Work instructions → Each record is to be printed again precisely as it reads.

Provided material →
»»

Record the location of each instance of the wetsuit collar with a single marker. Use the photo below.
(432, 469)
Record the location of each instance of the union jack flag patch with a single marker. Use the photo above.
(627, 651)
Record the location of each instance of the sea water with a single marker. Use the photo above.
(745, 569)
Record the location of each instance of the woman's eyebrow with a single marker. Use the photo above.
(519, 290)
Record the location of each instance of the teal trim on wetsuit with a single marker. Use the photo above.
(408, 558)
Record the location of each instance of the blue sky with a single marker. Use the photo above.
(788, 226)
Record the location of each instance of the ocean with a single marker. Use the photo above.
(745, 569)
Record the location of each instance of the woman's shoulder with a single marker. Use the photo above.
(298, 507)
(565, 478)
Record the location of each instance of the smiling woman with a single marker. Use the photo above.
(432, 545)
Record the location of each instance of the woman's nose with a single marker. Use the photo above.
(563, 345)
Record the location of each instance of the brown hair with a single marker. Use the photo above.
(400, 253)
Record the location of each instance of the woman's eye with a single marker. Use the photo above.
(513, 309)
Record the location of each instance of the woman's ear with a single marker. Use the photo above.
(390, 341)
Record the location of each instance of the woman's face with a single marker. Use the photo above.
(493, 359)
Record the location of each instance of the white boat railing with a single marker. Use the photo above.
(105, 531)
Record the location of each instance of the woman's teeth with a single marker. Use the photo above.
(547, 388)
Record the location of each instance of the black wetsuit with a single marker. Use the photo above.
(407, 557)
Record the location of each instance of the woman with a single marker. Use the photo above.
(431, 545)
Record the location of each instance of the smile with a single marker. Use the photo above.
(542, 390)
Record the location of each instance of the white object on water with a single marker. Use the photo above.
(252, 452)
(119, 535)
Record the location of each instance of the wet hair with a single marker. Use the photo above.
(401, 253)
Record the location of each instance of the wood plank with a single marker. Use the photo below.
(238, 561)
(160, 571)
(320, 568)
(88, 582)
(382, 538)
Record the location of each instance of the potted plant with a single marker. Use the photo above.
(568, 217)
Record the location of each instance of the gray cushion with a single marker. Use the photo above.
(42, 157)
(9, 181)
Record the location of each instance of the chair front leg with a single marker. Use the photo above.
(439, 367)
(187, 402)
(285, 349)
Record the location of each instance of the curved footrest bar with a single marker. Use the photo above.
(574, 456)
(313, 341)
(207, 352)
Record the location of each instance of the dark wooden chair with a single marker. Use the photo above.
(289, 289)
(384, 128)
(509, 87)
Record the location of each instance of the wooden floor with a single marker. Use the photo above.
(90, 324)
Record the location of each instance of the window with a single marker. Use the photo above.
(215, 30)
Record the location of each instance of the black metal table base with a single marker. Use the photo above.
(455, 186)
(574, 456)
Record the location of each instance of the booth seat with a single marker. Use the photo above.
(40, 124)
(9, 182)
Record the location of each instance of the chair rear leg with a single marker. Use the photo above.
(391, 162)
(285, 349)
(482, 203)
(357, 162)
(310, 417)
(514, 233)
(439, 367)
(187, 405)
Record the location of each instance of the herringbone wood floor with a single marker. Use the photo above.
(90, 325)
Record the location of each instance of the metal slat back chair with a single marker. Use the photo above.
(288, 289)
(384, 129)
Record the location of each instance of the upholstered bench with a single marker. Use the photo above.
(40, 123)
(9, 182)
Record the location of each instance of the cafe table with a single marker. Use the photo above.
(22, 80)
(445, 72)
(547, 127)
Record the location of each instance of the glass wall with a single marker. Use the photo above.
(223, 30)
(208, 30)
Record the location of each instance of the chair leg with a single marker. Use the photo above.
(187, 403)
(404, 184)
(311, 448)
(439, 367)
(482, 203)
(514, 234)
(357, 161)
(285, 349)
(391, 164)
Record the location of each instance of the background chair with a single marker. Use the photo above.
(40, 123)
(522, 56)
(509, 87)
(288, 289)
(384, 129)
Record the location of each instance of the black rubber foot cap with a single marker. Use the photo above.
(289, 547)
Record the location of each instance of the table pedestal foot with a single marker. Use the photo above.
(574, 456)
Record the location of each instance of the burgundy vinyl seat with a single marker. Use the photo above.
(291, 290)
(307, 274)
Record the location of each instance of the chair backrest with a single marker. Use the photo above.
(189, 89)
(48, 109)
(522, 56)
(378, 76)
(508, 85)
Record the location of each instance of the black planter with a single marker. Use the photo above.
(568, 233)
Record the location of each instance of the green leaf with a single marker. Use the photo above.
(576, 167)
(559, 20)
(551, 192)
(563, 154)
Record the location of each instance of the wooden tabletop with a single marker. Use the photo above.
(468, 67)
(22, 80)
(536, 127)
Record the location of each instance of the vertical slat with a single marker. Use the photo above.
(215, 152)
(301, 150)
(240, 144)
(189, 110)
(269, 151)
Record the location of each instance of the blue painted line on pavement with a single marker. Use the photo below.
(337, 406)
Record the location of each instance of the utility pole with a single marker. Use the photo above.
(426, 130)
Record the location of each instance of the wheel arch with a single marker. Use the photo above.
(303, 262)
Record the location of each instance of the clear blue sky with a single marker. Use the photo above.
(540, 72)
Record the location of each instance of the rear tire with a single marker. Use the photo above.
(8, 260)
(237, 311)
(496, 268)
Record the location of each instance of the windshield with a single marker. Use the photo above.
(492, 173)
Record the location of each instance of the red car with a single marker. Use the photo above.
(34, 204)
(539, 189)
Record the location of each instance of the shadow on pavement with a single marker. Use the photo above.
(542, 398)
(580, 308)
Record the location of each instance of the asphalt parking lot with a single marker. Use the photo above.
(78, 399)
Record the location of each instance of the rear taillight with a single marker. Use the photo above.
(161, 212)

««

Response →
Record the location of each instance of the wetsuit collar with a single marker. Use the photo below.
(432, 469)
Record the location of each instance of the union jack flag patch with a single marker. Use the photo above.
(627, 651)
Record the location of each instance of the sea water with a single marker. Use the photo above.
(745, 569)
Record the location of each instance of the woman's eyebrow with a single marker. Use the photo above.
(519, 290)
Record the location of each instance of the teal trim on wetsuit with a single marker. Use the photo above.
(408, 558)
Record the location of each instance of the blue sky with a single marker. Use the photo above.
(788, 226)
Record the location of each instance of the ocean with a single marker. Use the photo above.
(745, 569)
Record the location of each instance of the woman's shoulder with a single marker. Use the photo above.
(298, 507)
(565, 478)
Record the location of each instance of the smiling woman with a single marker. Use the photo above.
(432, 545)
Record the location of each instance of the woman's nose with a single marker. Use the photo above.
(563, 345)
Record the location of each instance of the brown hair with a single marker. Use the photo above.
(400, 253)
Record the location of each instance of the woman's eye with a single marker. Use the photo above.
(513, 309)
Record the location of each instance of the woman's ear with a single marker. Use the photo above.
(390, 341)
Record the location of each instance of the woman's face with a single marker. Use the photo above.
(493, 359)
Record the location of each instance of the white boat railing with a single marker. Use the photo above.
(105, 531)
Record the location of each instance of the woman's teeth with a single marker. Use the photo above.
(547, 388)
Record the location of each instance of the black wetsuit with a single marker. Use the photo above.
(407, 557)
Record the location of each instance of the woman with a single marker. Use the photo above.
(431, 545)
Record the location of each instance of the smile with a single marker. Use the photo above.
(542, 390)
Record the location of each instance of the white object on water with a single marker. Use the photo above.
(252, 452)
(119, 535)
Record the location of each instance of the wet hair with a single marker. Use the photo above.
(401, 253)
Record the location of each instance of the wood plank with a single marker. Use the photo below.
(238, 561)
(160, 571)
(320, 568)
(88, 582)
(382, 538)
Record the location of each instance of the potted plant with a single marker. Use the photo above.
(568, 217)
Record the location of each instance of the gray cushion with a single marker. Use the photo above.
(42, 157)
(9, 181)
Record the location of each instance of the chair front leg with a single marker. Use the photo above.
(439, 367)
(187, 402)
(285, 349)
Record the location of each instance of the curved footrest bar with a single marker. Use the photo above.
(574, 456)
(313, 341)
(207, 352)
Record the location of each instance of the dark wooden chair with a single marker. Use the photo above.
(289, 289)
(384, 128)
(509, 87)
Record the location of each instance of the wooden floor with a single marker. Use the photo above.
(90, 324)
Record the location of each instance of the window with a single marker. Use the photo above.
(215, 30)
Record the location of each instance of the black metal table base with a single marker. Use the photo above.
(455, 186)
(574, 456)
Record the location of each instance of the booth seat with a single marker. Use the photo above.
(40, 124)
(9, 182)
Record the location of each instance of the chair rear leg with a single marker. Use the photo above.
(391, 162)
(285, 349)
(482, 203)
(357, 162)
(310, 417)
(514, 233)
(439, 367)
(187, 405)
Record the location of each instance of the herringbone wood floor with a single marker. Use the photo above.
(90, 325)
Record the location of each instance of the metal slat back chair with a single marker. Use the photo above.
(288, 289)
(384, 129)
Record the location of each instance of the upholstered bench with a single marker. Use the photo above.
(40, 123)
(9, 182)
Record the location of each instance of the cafe table with a single marker. Use the photo above.
(22, 80)
(445, 72)
(547, 127)
Record the location of each instance of the glass wall with a single marker. Use the photo above.
(223, 30)
(208, 30)
Record the location of each instance of the chair leg with a single marker. Use the photo above.
(187, 403)
(404, 184)
(311, 448)
(439, 367)
(482, 203)
(514, 234)
(357, 161)
(285, 349)
(391, 164)
Record the location of each instance of the background chair with a single marker. Use the photo above.
(40, 123)
(522, 56)
(509, 87)
(288, 289)
(384, 129)
Record the location of each instance of the black rubber foot cap with a single marker. Use the photo above.
(289, 547)
Record the location of each instance of the table pedestal foot with a single marker. Use the photo above.
(574, 456)
Record the location of each instance of the burgundy vinyl seat with a single marker. Use the photo above.
(291, 290)
(307, 274)
Record the location of each instance of the chair backrest with a single marker. Use the photo above.
(189, 89)
(48, 109)
(522, 56)
(378, 76)
(508, 85)
Record the location of each instance of the black planter with a single marker. Use the photo above.
(568, 233)
Record the location of each instance of the green leaf with a single marker. Use the photo above.
(576, 167)
(559, 20)
(551, 192)
(563, 154)
Record the location of each instance of the wooden tabletop with a single marker. Use the photo above.
(468, 67)
(22, 80)
(536, 127)
Record the location of each instance of the vertical slat with a single marker. Use the photo above.
(215, 152)
(301, 150)
(240, 144)
(189, 110)
(269, 151)
Record the location of each instance of the blue painted line on pavement with a single marker. Use the photo below.
(337, 406)
Record the location of each instance of the utility pole with a single marker. Use the photo above.
(426, 130)
Record the location of each instance of the wheel arch with a single marker. Use the photo above.
(303, 262)
Record the location of each instance of the clear blue sky with a single marker. Use the photo above.
(540, 72)
Record the location of each instance of the rear tire with a single marker. Use the photo above.
(8, 260)
(237, 311)
(496, 268)
Record the location of each instance of the windshield with a single marker. Use the photo above.
(492, 173)
Record the location of each instance of the red car with a single marker. Use the photo above.
(34, 204)
(539, 189)
Record the location of each instance of the shadow on pavement with a single marker. Use the photo above.
(542, 398)
(580, 308)
Record the location of each instance of the asphalt parking lot with a single marker. Use the photo above.
(78, 399)
Record the location of each instance of the rear taillight with a single marker. Use the photo above.
(161, 212)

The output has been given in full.